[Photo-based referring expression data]
· · · ·
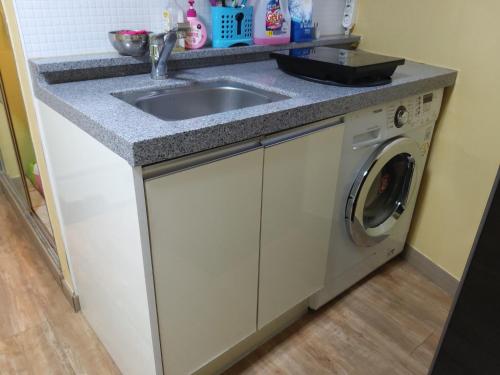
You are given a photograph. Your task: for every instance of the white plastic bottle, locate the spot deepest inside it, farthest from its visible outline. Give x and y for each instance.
(271, 22)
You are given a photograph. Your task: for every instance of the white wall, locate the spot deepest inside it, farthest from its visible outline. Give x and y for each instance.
(68, 27)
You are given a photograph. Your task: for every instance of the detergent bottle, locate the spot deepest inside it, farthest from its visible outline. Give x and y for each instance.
(272, 22)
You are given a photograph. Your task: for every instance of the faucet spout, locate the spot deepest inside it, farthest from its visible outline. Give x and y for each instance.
(160, 49)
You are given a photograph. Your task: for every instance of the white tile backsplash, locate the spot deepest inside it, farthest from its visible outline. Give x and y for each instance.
(68, 27)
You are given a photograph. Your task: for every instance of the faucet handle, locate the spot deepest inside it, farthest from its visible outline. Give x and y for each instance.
(157, 38)
(156, 44)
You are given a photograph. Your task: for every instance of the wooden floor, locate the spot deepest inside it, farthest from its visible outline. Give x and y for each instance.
(390, 324)
(39, 332)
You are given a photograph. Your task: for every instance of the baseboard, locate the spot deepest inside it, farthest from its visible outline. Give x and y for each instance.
(430, 270)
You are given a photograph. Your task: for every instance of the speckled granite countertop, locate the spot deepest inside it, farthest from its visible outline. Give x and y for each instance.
(143, 139)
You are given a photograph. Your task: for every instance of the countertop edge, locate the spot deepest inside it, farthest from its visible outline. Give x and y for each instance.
(95, 66)
(179, 145)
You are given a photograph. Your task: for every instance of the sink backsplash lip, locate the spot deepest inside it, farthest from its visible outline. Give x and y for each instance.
(63, 69)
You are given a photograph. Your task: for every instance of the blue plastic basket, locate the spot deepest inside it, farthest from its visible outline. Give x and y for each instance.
(231, 26)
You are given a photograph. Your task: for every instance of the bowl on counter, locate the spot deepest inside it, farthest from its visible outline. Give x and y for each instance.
(130, 42)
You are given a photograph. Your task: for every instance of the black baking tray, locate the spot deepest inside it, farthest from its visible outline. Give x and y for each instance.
(342, 66)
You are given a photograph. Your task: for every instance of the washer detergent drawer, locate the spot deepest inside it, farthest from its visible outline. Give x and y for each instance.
(300, 179)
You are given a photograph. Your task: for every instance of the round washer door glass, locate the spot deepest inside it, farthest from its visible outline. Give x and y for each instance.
(379, 195)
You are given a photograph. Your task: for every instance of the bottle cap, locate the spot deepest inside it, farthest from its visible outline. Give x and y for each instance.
(191, 11)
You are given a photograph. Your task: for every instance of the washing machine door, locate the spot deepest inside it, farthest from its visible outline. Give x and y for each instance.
(378, 197)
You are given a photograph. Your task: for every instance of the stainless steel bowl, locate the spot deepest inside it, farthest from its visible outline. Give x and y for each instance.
(129, 45)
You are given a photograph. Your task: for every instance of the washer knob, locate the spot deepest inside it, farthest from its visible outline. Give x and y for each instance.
(401, 117)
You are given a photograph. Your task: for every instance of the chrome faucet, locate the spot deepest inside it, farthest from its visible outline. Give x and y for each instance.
(160, 49)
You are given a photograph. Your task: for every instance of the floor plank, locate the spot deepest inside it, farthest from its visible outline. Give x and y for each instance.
(388, 324)
(39, 332)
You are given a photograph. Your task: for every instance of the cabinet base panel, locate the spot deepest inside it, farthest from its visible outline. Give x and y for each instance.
(245, 347)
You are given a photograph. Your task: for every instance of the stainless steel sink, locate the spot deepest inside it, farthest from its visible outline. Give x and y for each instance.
(199, 99)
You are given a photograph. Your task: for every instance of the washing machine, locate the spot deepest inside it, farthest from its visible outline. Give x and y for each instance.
(384, 153)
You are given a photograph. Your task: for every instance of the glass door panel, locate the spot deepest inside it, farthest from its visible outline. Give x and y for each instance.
(14, 118)
(9, 163)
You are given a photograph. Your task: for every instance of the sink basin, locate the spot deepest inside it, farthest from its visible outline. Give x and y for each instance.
(199, 99)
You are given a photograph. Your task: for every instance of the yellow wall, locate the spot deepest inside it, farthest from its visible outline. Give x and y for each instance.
(14, 98)
(465, 156)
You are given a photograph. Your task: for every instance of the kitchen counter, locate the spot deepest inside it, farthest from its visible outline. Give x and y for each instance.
(143, 139)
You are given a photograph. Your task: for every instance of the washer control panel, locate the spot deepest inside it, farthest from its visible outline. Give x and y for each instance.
(401, 117)
(415, 111)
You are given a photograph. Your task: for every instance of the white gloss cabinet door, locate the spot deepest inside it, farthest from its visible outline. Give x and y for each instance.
(204, 228)
(300, 178)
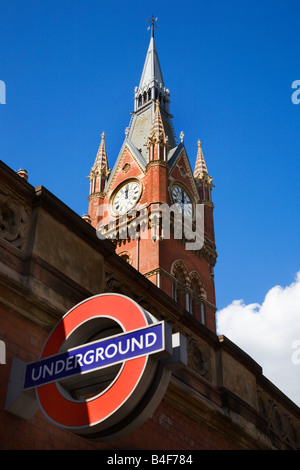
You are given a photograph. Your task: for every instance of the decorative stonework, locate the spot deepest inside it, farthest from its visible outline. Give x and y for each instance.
(199, 358)
(13, 220)
(278, 419)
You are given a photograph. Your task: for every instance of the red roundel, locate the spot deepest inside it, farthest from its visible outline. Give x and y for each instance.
(114, 402)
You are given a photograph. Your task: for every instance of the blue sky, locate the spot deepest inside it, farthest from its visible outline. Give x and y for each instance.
(70, 68)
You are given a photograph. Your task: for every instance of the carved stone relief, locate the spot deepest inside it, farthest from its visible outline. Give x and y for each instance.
(13, 220)
(278, 420)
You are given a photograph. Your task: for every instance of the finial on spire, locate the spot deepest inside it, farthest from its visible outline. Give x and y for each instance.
(152, 24)
(200, 172)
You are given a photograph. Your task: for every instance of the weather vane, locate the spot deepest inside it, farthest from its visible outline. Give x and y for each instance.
(152, 24)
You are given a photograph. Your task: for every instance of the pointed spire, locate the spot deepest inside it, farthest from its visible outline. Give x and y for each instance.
(151, 71)
(100, 170)
(200, 172)
(101, 163)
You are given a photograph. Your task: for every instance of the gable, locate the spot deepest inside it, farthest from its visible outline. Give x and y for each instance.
(181, 171)
(128, 165)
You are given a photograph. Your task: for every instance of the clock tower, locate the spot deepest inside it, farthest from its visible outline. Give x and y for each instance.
(153, 206)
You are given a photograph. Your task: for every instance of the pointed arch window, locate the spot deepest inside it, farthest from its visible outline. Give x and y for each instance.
(198, 296)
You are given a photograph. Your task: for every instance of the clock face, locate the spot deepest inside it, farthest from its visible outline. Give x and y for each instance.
(182, 201)
(126, 197)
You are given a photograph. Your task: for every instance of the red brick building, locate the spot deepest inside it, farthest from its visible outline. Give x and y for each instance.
(51, 259)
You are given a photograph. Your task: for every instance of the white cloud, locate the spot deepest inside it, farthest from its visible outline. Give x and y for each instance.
(270, 334)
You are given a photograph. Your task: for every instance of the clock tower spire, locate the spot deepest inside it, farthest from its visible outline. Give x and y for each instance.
(152, 179)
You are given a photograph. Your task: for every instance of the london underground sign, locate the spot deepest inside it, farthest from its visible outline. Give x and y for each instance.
(104, 368)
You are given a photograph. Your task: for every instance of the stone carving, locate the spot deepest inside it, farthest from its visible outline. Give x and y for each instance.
(13, 220)
(199, 358)
(278, 420)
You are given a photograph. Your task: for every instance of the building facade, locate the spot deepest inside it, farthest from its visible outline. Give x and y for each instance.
(134, 203)
(51, 260)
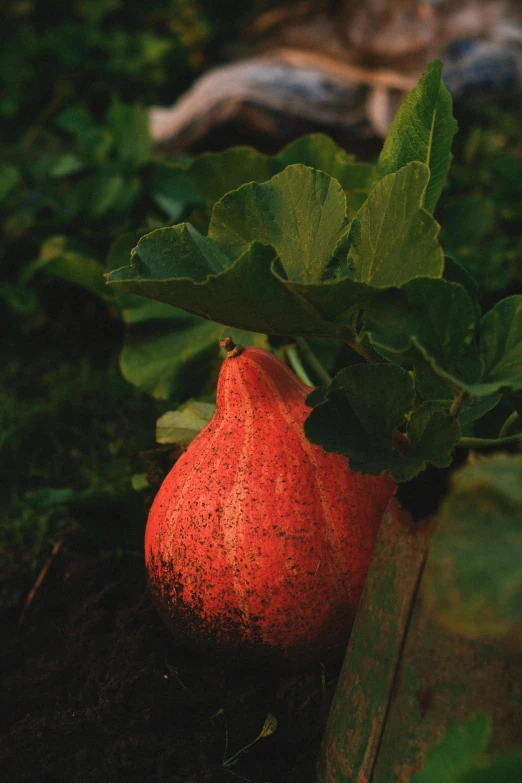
· · · ·
*Action item*: The answer consists solely of the lines from the one holding "tower spire, locate" through the last line of the entries above, set down verbatim, without any pictures.

*Response to this task*:
You are given a photograph. Your task: for every instance of the clock tower spire, locate the spot deepest inside it, farthest from its visible outline. Give x and y for each instance.
(152, 179)
You are given a photograph. Your task: for every instance of the london underground sign, locate the spot deepest inside it, farthest from its visible outline. Give x and y for each instance.
(104, 368)
You are given a photograph. Your task: for every instance of the stone carving, locate the spot deepest inside it, farthest from its visible outline. Give x and y for each instance.
(13, 220)
(199, 358)
(278, 420)
You are given a photograph. Your task: for every instance of the building facade, locate the spot deepest inside it, farthest from its visible outline. Give x and y for each instance.
(134, 203)
(51, 260)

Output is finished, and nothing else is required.